#### Work required:
Drop the pictures and repeat the remaining data exactly.

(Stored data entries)
**********

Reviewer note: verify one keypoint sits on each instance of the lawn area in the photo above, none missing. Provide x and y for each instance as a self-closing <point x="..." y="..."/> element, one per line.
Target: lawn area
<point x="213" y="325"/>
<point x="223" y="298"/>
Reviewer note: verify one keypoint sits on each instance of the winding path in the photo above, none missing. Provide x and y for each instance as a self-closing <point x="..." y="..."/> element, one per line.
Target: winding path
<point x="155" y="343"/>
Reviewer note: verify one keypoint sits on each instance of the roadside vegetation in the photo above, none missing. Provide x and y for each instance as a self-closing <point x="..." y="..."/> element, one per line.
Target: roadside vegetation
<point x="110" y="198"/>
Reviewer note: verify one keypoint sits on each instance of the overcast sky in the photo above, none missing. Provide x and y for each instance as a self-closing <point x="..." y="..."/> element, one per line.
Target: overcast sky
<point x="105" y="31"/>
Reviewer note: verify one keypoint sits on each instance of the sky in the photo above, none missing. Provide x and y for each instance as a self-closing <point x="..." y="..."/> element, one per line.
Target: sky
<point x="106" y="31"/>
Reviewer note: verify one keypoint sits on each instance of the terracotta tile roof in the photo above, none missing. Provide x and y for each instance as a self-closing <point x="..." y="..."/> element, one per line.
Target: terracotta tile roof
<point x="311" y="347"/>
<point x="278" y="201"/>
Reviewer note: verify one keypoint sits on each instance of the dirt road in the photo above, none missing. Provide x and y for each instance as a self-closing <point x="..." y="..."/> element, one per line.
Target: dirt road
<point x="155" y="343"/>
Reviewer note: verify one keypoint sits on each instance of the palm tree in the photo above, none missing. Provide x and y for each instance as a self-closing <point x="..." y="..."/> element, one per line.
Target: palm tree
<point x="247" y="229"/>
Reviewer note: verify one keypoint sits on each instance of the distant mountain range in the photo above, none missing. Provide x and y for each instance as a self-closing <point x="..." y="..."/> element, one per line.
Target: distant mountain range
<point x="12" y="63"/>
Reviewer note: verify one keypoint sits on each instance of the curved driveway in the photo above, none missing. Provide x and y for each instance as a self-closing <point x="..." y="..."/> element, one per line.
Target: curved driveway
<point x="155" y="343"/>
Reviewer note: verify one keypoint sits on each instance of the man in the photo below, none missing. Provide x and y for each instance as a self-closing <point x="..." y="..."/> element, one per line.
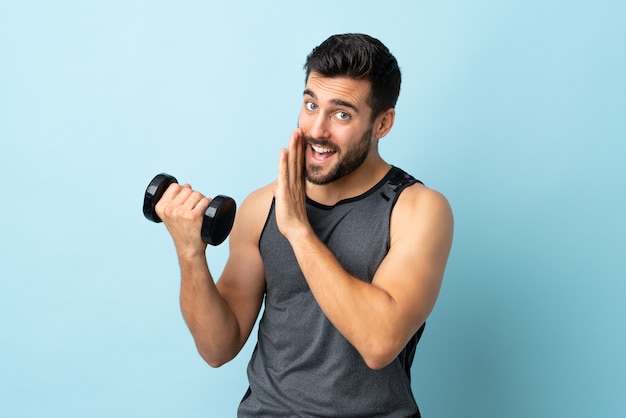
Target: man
<point x="347" y="251"/>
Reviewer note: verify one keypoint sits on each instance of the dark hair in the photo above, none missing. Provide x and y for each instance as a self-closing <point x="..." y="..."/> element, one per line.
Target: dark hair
<point x="359" y="56"/>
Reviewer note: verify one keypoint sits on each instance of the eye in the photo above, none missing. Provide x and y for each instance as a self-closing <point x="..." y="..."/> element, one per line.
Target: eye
<point x="342" y="115"/>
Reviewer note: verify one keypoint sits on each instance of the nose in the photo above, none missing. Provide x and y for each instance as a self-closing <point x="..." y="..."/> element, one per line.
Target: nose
<point x="317" y="126"/>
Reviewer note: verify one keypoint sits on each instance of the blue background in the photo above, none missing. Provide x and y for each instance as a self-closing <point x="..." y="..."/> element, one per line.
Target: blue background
<point x="514" y="110"/>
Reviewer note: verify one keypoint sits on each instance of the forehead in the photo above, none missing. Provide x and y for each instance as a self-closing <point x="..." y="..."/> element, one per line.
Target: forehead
<point x="331" y="89"/>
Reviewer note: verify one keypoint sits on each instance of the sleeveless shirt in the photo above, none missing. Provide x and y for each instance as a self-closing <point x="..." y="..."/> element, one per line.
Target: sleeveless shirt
<point x="302" y="366"/>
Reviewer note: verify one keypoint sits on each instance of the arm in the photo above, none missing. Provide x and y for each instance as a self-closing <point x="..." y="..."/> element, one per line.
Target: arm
<point x="380" y="317"/>
<point x="220" y="316"/>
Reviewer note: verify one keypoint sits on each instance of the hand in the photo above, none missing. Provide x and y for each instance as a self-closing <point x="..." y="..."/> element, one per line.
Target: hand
<point x="182" y="211"/>
<point x="290" y="191"/>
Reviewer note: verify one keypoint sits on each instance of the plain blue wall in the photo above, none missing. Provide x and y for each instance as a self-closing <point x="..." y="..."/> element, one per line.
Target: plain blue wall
<point x="514" y="110"/>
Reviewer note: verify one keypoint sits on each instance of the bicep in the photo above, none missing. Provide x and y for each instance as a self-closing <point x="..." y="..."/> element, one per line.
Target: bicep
<point x="412" y="271"/>
<point x="242" y="283"/>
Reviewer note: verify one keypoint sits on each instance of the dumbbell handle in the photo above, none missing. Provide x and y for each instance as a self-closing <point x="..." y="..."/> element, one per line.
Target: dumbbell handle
<point x="218" y="218"/>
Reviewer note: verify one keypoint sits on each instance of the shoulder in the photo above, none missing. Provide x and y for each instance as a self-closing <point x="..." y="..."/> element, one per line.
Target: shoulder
<point x="253" y="211"/>
<point x="423" y="213"/>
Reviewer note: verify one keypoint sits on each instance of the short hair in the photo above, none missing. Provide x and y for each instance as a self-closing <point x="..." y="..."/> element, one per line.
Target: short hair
<point x="359" y="56"/>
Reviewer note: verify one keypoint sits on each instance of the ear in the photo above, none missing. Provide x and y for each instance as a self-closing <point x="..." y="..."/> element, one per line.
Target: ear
<point x="384" y="123"/>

**********

#### Task answer:
Reviewer note: verify one keypoint sits on each instance of the lawn area in the photo above, none missing. Provide x and y for each instance as a self-closing <point x="..." y="..."/> element, one per line.
Target: lawn area
<point x="213" y="325"/>
<point x="223" y="298"/>
Reviewer note: verify one keypoint sits on each instance of the winding path in the photo above, none missing. Provide x and y for each instance as a self-closing <point x="..." y="..."/> element, one per line.
Target: winding path
<point x="155" y="343"/>
Reviewer note: verify one keypoint sits on each instance of the roadside vegetation in the photo above, none missing. Provide x and y for each instance as a self-closing <point x="..." y="..."/> element, one per line.
Target: roadside vegetation
<point x="110" y="198"/>
Reviewer note: verify one keypoint sits on each instance of the overcast sky in the photo above, none missing. Provide x and y for each instance as a self-closing <point x="..." y="..."/> element, one per line.
Target: overcast sky
<point x="105" y="31"/>
Reviewer note: verify one keypoint sits on each instance of the sky in the photo above, none missing. Provide x and y for each instance as a self-closing <point x="..." y="..."/> element, one per line.
Target: sky
<point x="106" y="31"/>
Reviewer note: verify one keypoint sits on each instance of the terracotta tile roof in the photo above, none missing. Provide x and y for each instance as a self-closing <point x="..." y="..."/> element, one per line.
Target: terracotta tile roof
<point x="311" y="347"/>
<point x="278" y="201"/>
Reviewer note: verify one keypoint sits on each instance of the dirt road in the photo above, none missing. Provide x and y for each instance as a self-closing <point x="..." y="..."/> element, one per line.
Target: dirt road
<point x="155" y="343"/>
Reviewer note: verify one keypoint sits on each instance of the palm tree in the photo above, none missing. Provide x and y for each instance as a self-closing <point x="..." y="..."/> element, one per line.
Target: palm tree
<point x="247" y="229"/>
Reviewer note: verify one keypoint sits on each instance of the distant mountain range in the photo above, none missing. Provide x and y for each instance as a self-closing <point x="..." y="..."/> element, one per line.
Target: distant mountain range
<point x="12" y="63"/>
Reviewer note: verify one keypoint sits on each instance of the curved driveway in the photo above, none missing. Provide x and y for each instance as a self-closing <point x="..." y="..."/> element, one per line.
Target: curved driveway
<point x="155" y="343"/>
Reviewer note: verify one keypoint sits on each instance of the man in the photo below, none missing. Provide x and y for each instance as a self-closing <point x="..." y="..."/> element, one per line.
Target: man
<point x="347" y="251"/>
Reviewer note: verify one keypoint sits on each instance of the dark hair in the photo above, none missing. Provide x and y for each instance as a self-closing <point x="..." y="..."/> element, one per line.
Target: dark hair
<point x="359" y="56"/>
Reviewer note: verify one keypoint sits on each instance of the eye in the photo above, none missing. Provide x and y for each instance as a self-closing <point x="..." y="..."/> element, one per line.
Target: eye
<point x="342" y="115"/>
Reviewer note: verify one keypoint sits on each instance of the nose in the photo above, none missing. Provide x and y for each instance as a self-closing <point x="..." y="..."/> element, one per line.
Target: nose
<point x="317" y="126"/>
Reviewer note: verify one keypoint sits on each instance of the blue background in the photo above, none missing. Provide x and y for each instance as a self-closing <point x="..." y="..."/> element, one per line.
Target: blue background
<point x="514" y="110"/>
Reviewer note: verify one keypoint sits on each instance of the forehead in the photo above, none missing. Provide x and y for each instance as a self-closing <point x="..." y="..."/> element, one per line.
Target: forehead
<point x="331" y="89"/>
Reviewer note: verify one keypoint sits on each instance of the sleeveless shirt in the photo above, none missing. Provide x and y for each instance as a self-closing <point x="..." y="..."/> element, one per line.
Target: sleeveless shirt
<point x="302" y="366"/>
Reviewer note: verify one keypoint sits on each instance of the arm in the photo above, none missing. Provide x and y for each instance as a self-closing <point x="..." y="..."/> element, one per line.
Target: arm
<point x="380" y="317"/>
<point x="220" y="316"/>
Reviewer note: verify one keypoint sits on each instance of the hand in the photo above, none missing. Provide x and y for each instance as a self-closing <point x="..." y="..."/> element, one per line.
Target: hand
<point x="182" y="211"/>
<point x="290" y="191"/>
Reviewer note: verify one keypoint sits on each instance of the plain blue wall in the photo above, none missing. Provide x and y for each instance as a self-closing <point x="..." y="..."/> element, one per line.
Target: plain blue wall
<point x="514" y="110"/>
Reviewer note: verify one keypoint sits on each instance of the bicep in the photo above, none missing. Provide x and y for each instance as a self-closing <point x="..." y="..."/> element, one per line.
Target: bicep
<point x="412" y="271"/>
<point x="242" y="283"/>
Reviewer note: verify one keypoint sits on each instance of the dumbbell handle in the photo above, none missing. Provide x and y for each instance as a self-closing <point x="..." y="..."/> element, one per line.
Target: dumbbell handle
<point x="218" y="218"/>
Reviewer note: verify one keypoint sits on each instance of the shoulder in the photo above, none missing. Provide x and y for each instance as a self-closing <point x="..." y="..."/> element, one per line.
Target: shoulder
<point x="253" y="211"/>
<point x="423" y="213"/>
Reviewer note: verify one keypoint sits on each instance of the short hair in the photo above, none missing. Provide x and y for each instance as a self-closing <point x="..." y="..."/> element, one per line.
Target: short hair
<point x="359" y="56"/>
Reviewer note: verify one keypoint sits on each instance of the ear in the photo above, none missing. Provide x and y for each instance as a self-closing <point x="..." y="..."/> element, one per line.
Target: ear
<point x="384" y="123"/>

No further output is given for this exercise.